THE DATA:
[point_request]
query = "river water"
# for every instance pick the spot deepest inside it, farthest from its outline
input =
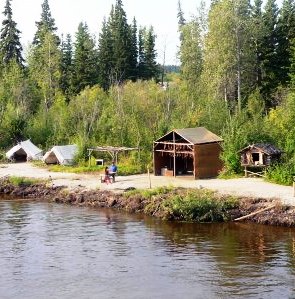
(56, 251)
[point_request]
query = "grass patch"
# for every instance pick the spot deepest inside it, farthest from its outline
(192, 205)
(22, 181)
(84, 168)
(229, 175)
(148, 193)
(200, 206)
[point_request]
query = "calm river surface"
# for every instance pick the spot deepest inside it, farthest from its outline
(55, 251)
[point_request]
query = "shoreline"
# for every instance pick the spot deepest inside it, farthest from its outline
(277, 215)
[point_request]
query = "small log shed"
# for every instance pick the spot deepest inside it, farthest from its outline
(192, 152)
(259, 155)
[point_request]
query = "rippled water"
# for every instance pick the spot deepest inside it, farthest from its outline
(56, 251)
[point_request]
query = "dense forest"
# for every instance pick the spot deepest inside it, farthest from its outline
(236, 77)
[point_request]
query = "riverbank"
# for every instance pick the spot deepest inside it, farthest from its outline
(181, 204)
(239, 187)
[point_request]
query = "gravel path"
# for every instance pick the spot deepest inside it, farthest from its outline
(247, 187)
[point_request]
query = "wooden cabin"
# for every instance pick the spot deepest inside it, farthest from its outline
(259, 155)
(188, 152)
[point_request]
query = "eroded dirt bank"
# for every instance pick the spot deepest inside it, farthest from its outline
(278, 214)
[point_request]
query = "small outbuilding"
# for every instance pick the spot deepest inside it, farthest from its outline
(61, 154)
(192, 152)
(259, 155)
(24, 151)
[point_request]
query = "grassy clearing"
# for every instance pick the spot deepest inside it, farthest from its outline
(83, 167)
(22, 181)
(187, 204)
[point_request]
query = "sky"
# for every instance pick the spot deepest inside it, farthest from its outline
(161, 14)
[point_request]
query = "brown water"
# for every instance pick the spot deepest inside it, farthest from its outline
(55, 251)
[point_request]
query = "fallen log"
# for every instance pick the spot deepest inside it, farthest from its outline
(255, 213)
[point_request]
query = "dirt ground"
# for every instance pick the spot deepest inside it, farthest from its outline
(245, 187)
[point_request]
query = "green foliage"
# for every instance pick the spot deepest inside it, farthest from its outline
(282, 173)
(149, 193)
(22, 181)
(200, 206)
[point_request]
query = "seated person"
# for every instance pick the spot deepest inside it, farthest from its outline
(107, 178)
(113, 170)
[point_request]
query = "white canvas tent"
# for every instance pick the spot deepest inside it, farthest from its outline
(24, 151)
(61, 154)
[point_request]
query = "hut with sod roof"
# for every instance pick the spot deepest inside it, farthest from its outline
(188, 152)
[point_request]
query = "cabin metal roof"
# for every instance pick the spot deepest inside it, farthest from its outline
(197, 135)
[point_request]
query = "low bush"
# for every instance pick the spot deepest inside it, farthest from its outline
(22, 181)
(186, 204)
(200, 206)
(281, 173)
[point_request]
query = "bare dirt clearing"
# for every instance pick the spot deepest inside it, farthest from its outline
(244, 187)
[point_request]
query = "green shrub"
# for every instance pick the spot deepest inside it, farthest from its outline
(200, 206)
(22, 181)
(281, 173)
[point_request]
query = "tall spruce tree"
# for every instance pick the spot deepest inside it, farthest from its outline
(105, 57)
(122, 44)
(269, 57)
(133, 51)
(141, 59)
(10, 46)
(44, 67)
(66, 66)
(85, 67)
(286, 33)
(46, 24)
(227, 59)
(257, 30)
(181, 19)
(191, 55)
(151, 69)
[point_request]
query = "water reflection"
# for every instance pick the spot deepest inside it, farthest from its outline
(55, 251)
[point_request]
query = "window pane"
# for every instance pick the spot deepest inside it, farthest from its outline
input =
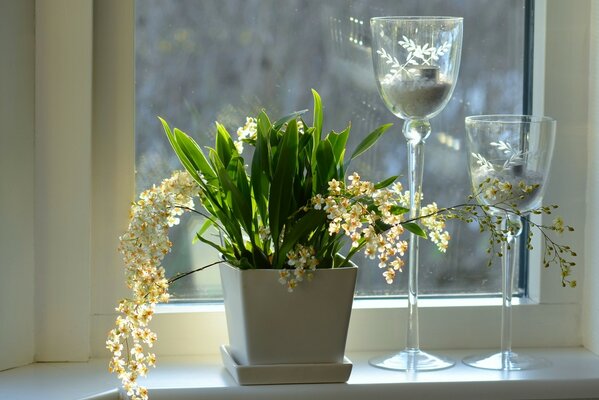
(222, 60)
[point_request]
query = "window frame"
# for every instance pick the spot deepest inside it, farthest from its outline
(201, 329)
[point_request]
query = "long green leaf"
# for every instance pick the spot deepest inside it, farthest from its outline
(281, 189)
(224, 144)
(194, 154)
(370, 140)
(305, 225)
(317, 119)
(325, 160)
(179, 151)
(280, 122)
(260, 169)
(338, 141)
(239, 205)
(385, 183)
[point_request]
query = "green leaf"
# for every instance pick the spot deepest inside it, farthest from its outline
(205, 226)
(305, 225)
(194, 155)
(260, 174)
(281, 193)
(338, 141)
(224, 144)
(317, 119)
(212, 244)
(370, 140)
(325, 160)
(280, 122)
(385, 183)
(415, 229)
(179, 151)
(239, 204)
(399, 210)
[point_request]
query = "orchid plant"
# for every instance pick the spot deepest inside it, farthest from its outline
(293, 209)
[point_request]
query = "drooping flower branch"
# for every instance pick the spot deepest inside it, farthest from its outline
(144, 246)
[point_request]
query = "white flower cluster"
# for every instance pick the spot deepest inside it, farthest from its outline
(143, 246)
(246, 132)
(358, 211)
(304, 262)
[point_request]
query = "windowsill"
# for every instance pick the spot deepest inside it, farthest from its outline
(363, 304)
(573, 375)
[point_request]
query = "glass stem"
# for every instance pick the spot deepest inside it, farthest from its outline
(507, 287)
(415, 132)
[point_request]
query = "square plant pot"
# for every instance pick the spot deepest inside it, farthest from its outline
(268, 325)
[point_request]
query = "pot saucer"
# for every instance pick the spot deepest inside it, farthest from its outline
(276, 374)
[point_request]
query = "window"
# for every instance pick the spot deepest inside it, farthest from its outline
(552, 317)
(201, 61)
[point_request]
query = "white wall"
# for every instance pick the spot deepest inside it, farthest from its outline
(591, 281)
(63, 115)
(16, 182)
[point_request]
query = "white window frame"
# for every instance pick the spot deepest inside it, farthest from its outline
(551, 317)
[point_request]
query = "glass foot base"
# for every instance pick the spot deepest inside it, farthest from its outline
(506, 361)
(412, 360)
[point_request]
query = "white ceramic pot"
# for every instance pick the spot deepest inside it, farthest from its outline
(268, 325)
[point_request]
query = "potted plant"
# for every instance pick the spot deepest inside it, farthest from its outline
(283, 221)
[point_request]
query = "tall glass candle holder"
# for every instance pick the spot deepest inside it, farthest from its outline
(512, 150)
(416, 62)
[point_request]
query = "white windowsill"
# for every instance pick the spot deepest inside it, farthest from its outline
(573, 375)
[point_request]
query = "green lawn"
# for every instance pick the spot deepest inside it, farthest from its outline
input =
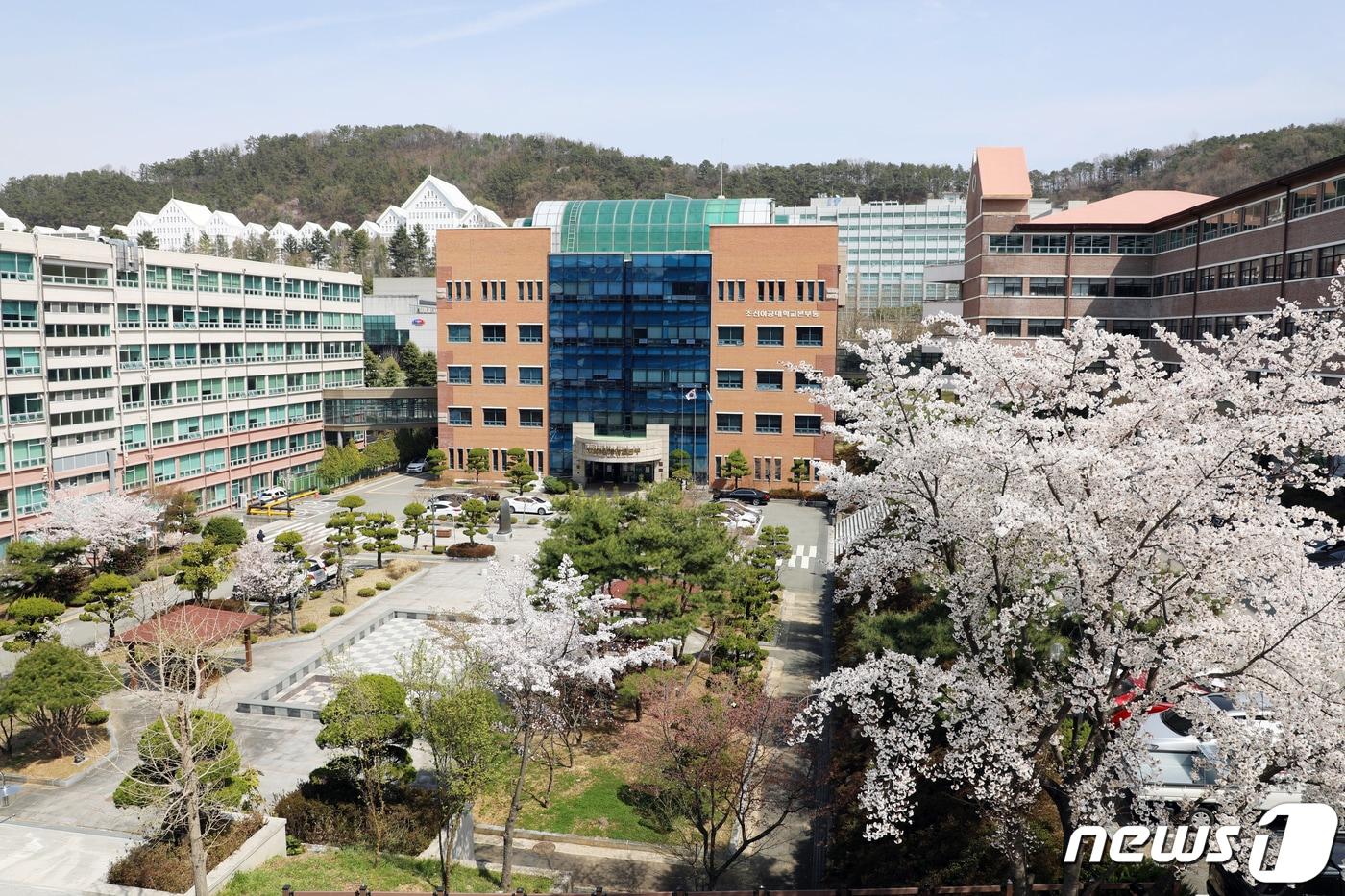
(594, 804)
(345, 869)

ASSIGNMENT: Among the lines of the data, identify those with the word "green". Copy each of them.

TASK RESPONSE:
query = "green foliage"
query = "green shrub"
query = "long green leaf"
query = "green leaf"
query = "green lawn"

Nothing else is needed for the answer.